- [Exercise instructions]: Down to the last line, reproduce the data that follows, but skip the pictures.

# # #

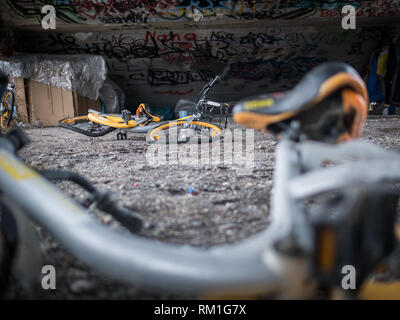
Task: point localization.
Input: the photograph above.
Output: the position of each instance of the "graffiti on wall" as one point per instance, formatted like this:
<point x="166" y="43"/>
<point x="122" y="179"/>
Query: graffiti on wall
<point x="143" y="11"/>
<point x="156" y="63"/>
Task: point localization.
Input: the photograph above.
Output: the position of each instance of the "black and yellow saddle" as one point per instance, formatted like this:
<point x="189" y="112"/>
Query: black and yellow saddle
<point x="330" y="103"/>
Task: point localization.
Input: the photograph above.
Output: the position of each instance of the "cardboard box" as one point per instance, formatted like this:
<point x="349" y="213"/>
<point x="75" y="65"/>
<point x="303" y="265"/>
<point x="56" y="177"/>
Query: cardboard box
<point x="38" y="103"/>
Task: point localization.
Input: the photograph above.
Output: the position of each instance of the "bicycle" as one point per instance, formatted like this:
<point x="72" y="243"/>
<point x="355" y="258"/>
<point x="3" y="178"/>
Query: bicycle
<point x="97" y="124"/>
<point x="8" y="112"/>
<point x="348" y="218"/>
<point x="195" y="128"/>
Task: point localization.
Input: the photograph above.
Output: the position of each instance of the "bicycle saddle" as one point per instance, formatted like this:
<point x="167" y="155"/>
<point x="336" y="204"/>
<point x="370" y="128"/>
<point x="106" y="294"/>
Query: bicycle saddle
<point x="330" y="103"/>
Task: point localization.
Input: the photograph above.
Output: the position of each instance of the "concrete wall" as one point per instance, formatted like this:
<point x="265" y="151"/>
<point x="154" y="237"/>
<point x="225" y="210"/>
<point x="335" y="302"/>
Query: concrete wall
<point x="166" y="49"/>
<point x="147" y="11"/>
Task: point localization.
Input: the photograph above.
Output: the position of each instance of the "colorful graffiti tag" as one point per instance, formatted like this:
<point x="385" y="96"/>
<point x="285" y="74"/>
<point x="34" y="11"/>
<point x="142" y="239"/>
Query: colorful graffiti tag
<point x="143" y="11"/>
<point x="152" y="63"/>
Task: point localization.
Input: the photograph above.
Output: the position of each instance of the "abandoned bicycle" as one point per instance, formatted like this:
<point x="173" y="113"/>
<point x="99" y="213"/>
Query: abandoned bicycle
<point x="195" y="128"/>
<point x="8" y="111"/>
<point x="97" y="124"/>
<point x="324" y="215"/>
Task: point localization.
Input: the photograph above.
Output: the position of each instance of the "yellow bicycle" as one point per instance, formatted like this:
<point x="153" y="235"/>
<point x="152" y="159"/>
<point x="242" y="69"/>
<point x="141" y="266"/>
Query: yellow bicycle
<point x="96" y="124"/>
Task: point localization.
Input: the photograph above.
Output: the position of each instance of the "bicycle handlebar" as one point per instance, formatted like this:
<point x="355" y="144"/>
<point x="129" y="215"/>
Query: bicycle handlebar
<point x="254" y="264"/>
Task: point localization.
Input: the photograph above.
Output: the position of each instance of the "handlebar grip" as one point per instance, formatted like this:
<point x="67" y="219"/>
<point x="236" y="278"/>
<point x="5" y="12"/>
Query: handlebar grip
<point x="217" y="78"/>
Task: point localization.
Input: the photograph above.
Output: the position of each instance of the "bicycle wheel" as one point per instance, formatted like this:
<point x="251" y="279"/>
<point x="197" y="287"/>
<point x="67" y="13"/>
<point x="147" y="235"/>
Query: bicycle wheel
<point x="82" y="124"/>
<point x="7" y="110"/>
<point x="177" y="132"/>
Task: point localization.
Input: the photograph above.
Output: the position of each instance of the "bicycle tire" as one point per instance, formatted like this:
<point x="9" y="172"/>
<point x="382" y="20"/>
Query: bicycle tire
<point x="68" y="123"/>
<point x="216" y="134"/>
<point x="7" y="115"/>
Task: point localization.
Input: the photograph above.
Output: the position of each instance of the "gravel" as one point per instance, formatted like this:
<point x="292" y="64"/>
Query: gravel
<point x="225" y="207"/>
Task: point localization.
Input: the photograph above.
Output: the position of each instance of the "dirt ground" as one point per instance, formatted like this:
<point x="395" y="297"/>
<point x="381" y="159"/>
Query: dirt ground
<point x="227" y="207"/>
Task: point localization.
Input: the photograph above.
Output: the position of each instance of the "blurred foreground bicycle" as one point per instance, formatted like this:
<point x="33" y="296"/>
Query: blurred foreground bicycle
<point x="333" y="205"/>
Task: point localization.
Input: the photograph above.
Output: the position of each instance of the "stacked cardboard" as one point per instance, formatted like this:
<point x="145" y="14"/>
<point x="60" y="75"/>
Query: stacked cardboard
<point x="38" y="103"/>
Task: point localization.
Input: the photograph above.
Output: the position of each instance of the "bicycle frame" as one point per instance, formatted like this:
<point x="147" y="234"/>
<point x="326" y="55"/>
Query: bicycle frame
<point x="252" y="266"/>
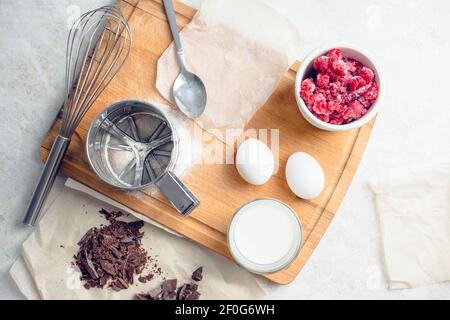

# # #

- [Solved exercise]:
Task: point localization.
Input: the photograph above.
Output: the position of each instance of the "graffiti on wall" as one point per instance, formatted like this:
<point x="166" y="43"/>
<point x="122" y="179"/>
Query: graffiti on wall
<point x="143" y="11"/>
<point x="156" y="63"/>
Task: point localization.
Input: the photograph above.
Output: the position of each instance of the "black and yellow saddle" as one point per instance, formatted like this:
<point x="189" y="112"/>
Query: black and yellow saddle
<point x="330" y="103"/>
Task: point localization.
Input: the photograph above.
Output: the position of each instance of the "cardboard box" as one point per instance, formatted like this:
<point x="349" y="213"/>
<point x="75" y="65"/>
<point x="303" y="265"/>
<point x="56" y="177"/>
Query: cardboard box
<point x="38" y="103"/>
Task: point localization.
Input: the photograph above.
Output: the position of each instance of the "bicycle" as one point per instance, formatted like this:
<point x="72" y="243"/>
<point x="355" y="258"/>
<point x="3" y="178"/>
Query: bicycle
<point x="97" y="124"/>
<point x="8" y="112"/>
<point x="348" y="218"/>
<point x="195" y="128"/>
Task: point localization.
Input: the photograph above.
Output: the position of each instance of the "bicycle saddle" as one point per instance, formatted like this:
<point x="167" y="155"/>
<point x="336" y="204"/>
<point x="370" y="128"/>
<point x="106" y="294"/>
Query: bicycle saddle
<point x="330" y="103"/>
Task: point localization.
Input: the photograph above.
Output: the position of each instance of the "concrete wall" as one point per instance, formatted like this:
<point x="265" y="151"/>
<point x="154" y="237"/>
<point x="225" y="210"/>
<point x="335" y="302"/>
Query: concrete wall
<point x="166" y="49"/>
<point x="147" y="11"/>
Task: point localization.
Input: the photograph above.
Output: the position of each instance of the "colorful graffiti tag" as one point per instance, formatted like this:
<point x="385" y="96"/>
<point x="285" y="74"/>
<point x="34" y="11"/>
<point x="142" y="239"/>
Query: colorful graffiti tag
<point x="143" y="11"/>
<point x="152" y="63"/>
Task: point localization.
Input: the photograph above.
Output: the position of each instance of the "abandoned bicycle" as one point per instance, formatted like this:
<point x="173" y="113"/>
<point x="99" y="213"/>
Query: abandoned bicycle
<point x="195" y="128"/>
<point x="8" y="111"/>
<point x="97" y="124"/>
<point x="324" y="215"/>
Task: point localization.
Input: the photograph above.
Output: the position of each instance of the "yellow bicycle" as one point per instance, formatted like this:
<point x="153" y="235"/>
<point x="152" y="159"/>
<point x="242" y="69"/>
<point x="141" y="266"/>
Query: yellow bicycle
<point x="96" y="124"/>
Task: point localization.
Input: the photograph above.
Output: the position of each instance of the "bicycle handlebar" as one point per instance, formatted like this:
<point x="355" y="144"/>
<point x="129" y="215"/>
Query: bicycle handlebar
<point x="254" y="264"/>
Task: point localization.
Input: the photograph above.
Output: the position of each instance of the "handlebar grip" as one point per instance, formatted like this:
<point x="67" y="219"/>
<point x="236" y="278"/>
<point x="5" y="12"/>
Query: handlebar grip
<point x="217" y="78"/>
Task: point localization.
Input: the photograph above.
Output: the position of each instance of the "bicycle wheel" as one point per instance, formatted like this:
<point x="251" y="279"/>
<point x="197" y="287"/>
<point x="67" y="13"/>
<point x="147" y="235"/>
Query: bicycle wheel
<point x="82" y="124"/>
<point x="7" y="110"/>
<point x="177" y="132"/>
Task: point localization.
Input: the photograph above.
Output: the position of each instance of the "bicycle tire" as one point per instance, formatted like this:
<point x="9" y="172"/>
<point x="382" y="20"/>
Query: bicycle tire
<point x="68" y="123"/>
<point x="216" y="134"/>
<point x="7" y="115"/>
Task: point localization.
Input: the photograph above.
Output: the position of each instance of the "gravel" as one point per instance, formatted like this:
<point x="292" y="64"/>
Query: gravel
<point x="225" y="207"/>
Task: point localization.
Input: the photograph above.
Output: the position of each instance of the "dirt ground" as one point per instance, formatted like this:
<point x="395" y="297"/>
<point x="381" y="159"/>
Query: dirt ground
<point x="227" y="207"/>
Task: point localization.
Input: the photograph above.
Output: the position of each instance of the "blurred foreground bicycle" as one point per instance, formatted like this:
<point x="33" y="296"/>
Query: blurred foreground bicycle
<point x="333" y="205"/>
Task: point localization.
Input: the photograph above.
Output: the position of each instance of the "stacked cardboard" as one point per instance, formatted like this:
<point x="145" y="14"/>
<point x="60" y="75"/>
Query: stacked cardboard
<point x="38" y="103"/>
Task: point localization.
Input: the photograph above.
Output: the position of each instance of the "bicycle frame" as one point per instance, formatted like this:
<point x="147" y="234"/>
<point x="326" y="55"/>
Query: bicycle frame
<point x="252" y="266"/>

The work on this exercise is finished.